Report how many lines in the data below contain the string "rough". Give only the number.
•••
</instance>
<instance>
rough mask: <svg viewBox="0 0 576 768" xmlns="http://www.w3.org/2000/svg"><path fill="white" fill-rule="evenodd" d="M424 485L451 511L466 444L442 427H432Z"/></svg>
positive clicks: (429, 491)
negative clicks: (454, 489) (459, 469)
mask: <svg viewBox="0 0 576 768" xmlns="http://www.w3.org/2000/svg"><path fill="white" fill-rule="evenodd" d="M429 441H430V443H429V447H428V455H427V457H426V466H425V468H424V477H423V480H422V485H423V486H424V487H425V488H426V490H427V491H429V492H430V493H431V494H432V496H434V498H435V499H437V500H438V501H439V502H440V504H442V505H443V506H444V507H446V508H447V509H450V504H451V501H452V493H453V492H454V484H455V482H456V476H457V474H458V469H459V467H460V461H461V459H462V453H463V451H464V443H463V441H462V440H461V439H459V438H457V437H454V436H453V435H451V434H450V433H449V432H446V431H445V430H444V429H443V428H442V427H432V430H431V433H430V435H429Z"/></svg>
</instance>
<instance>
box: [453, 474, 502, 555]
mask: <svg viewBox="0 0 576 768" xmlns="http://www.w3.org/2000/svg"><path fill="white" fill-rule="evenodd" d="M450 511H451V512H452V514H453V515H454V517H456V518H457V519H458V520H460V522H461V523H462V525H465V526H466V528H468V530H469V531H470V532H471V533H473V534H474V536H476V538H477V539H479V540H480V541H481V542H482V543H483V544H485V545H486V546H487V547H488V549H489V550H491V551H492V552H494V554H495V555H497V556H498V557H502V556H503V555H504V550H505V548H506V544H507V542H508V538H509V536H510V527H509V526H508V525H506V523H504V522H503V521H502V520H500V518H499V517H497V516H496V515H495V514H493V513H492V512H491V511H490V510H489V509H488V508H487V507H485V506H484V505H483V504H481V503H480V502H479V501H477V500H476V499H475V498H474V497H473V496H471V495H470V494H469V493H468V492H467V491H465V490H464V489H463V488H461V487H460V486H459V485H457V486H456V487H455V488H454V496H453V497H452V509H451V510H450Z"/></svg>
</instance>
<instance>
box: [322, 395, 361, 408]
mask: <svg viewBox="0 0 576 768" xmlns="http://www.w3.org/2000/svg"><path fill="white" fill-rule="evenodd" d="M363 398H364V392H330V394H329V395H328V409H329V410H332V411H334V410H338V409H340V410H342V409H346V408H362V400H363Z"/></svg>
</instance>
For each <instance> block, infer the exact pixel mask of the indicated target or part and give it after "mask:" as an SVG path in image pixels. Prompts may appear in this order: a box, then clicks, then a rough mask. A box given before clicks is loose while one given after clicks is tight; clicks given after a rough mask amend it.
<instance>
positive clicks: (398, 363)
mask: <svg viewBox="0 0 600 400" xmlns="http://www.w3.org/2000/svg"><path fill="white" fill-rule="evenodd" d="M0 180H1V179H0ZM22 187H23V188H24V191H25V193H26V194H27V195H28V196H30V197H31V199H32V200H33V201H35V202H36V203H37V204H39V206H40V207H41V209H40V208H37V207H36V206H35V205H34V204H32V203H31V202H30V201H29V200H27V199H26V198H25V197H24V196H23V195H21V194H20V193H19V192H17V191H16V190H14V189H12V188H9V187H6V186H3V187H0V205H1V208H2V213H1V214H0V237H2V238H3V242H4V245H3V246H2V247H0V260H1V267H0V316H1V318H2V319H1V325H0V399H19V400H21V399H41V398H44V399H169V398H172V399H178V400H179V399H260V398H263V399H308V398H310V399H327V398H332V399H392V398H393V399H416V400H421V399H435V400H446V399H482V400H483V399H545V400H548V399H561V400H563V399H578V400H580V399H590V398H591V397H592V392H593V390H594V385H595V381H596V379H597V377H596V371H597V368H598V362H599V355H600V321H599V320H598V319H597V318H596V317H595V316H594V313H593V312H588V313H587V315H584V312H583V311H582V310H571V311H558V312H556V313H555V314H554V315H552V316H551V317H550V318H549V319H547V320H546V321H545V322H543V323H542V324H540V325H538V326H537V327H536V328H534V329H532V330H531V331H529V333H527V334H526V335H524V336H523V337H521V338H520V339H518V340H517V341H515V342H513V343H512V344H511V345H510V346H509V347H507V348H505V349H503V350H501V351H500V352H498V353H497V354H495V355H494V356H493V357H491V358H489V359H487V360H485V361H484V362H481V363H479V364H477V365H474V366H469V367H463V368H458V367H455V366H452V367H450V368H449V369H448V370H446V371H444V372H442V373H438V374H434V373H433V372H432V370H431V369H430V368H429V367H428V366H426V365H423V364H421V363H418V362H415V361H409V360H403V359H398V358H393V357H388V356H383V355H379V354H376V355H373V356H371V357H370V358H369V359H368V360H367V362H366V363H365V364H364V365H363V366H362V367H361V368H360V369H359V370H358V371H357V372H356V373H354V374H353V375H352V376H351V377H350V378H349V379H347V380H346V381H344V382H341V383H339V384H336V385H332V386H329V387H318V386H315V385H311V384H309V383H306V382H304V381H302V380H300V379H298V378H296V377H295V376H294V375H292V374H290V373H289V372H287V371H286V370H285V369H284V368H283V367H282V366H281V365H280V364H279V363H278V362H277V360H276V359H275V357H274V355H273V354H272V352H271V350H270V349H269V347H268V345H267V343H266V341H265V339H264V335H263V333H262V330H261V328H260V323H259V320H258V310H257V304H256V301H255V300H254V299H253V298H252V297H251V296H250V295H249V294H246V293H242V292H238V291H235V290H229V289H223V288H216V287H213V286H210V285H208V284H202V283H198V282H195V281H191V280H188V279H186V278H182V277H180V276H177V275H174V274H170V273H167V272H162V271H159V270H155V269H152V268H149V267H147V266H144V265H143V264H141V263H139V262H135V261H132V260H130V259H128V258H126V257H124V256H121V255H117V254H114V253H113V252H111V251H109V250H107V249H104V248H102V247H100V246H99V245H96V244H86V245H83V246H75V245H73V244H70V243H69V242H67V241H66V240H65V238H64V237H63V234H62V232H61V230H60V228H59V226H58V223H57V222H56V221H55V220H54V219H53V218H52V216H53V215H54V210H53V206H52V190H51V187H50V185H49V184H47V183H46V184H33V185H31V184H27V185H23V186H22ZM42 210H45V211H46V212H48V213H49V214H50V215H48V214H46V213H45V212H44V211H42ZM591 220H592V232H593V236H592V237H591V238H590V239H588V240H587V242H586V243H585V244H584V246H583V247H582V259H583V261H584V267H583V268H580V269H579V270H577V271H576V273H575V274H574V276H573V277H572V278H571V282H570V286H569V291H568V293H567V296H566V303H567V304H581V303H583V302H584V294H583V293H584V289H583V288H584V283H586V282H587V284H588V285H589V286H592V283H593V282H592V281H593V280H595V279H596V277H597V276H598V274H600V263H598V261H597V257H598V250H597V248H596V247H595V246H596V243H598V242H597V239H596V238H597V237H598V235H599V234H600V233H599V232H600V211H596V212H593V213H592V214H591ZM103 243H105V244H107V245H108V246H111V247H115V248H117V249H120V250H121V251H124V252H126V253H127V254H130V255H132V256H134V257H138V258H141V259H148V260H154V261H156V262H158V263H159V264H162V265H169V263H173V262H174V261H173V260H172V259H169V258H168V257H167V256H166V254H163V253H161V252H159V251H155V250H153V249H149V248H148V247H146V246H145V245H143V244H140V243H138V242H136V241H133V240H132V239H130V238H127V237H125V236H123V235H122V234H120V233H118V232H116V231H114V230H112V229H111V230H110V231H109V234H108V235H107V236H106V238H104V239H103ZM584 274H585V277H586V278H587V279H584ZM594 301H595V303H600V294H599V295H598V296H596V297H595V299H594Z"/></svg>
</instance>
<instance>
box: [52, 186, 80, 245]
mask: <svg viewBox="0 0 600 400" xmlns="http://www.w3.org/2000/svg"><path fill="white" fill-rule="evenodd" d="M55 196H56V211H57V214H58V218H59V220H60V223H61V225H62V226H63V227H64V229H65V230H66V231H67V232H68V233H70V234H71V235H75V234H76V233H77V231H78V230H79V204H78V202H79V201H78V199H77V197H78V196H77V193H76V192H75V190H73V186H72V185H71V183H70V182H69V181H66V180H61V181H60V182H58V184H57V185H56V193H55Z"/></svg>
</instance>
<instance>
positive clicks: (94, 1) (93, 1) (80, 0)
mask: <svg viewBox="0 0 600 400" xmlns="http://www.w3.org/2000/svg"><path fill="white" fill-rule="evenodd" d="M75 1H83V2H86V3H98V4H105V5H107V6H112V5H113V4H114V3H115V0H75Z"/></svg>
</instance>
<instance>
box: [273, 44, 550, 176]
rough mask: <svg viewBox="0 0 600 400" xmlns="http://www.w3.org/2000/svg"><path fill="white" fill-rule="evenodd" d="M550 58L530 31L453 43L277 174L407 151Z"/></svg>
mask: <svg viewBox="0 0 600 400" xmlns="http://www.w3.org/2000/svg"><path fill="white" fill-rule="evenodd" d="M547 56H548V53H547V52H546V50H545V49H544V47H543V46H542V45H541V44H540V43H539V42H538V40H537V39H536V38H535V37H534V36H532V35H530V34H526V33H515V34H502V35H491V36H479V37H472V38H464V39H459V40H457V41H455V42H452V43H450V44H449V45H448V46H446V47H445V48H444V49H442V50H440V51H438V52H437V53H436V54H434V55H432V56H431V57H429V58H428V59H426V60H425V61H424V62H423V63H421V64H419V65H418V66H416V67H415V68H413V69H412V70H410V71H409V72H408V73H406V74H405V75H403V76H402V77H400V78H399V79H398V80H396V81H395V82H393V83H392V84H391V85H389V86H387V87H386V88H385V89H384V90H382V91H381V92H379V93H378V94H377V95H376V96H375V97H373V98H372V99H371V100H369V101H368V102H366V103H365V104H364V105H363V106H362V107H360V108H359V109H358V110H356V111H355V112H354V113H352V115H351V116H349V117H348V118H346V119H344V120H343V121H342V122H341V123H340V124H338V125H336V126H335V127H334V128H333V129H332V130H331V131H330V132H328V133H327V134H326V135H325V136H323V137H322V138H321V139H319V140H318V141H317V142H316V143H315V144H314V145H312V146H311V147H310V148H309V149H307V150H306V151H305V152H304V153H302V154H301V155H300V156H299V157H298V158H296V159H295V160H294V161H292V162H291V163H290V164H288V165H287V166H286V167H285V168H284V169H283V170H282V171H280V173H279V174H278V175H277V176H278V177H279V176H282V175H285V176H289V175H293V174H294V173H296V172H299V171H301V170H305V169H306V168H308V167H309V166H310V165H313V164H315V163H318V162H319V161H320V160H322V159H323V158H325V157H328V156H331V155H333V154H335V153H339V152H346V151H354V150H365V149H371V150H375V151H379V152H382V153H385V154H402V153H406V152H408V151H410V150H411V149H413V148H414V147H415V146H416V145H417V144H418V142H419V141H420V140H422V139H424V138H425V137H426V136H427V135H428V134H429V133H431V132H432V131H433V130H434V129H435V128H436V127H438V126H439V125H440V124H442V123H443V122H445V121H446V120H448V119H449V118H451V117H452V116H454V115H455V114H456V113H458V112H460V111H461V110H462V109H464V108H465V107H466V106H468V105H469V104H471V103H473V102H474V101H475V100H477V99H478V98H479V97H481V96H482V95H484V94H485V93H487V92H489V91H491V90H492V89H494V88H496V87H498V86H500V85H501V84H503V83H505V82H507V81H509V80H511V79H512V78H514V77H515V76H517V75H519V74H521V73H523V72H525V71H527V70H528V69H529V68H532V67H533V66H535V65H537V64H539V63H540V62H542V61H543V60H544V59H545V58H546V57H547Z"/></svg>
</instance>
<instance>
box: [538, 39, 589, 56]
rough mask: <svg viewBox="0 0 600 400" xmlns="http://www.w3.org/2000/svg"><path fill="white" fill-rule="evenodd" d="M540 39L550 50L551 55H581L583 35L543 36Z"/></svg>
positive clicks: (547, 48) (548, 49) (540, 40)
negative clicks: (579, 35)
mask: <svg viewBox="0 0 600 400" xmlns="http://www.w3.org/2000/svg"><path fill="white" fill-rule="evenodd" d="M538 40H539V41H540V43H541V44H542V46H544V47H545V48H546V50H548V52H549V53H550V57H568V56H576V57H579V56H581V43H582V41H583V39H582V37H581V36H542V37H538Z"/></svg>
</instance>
•••
ANSWER TO THE PROBLEM —
4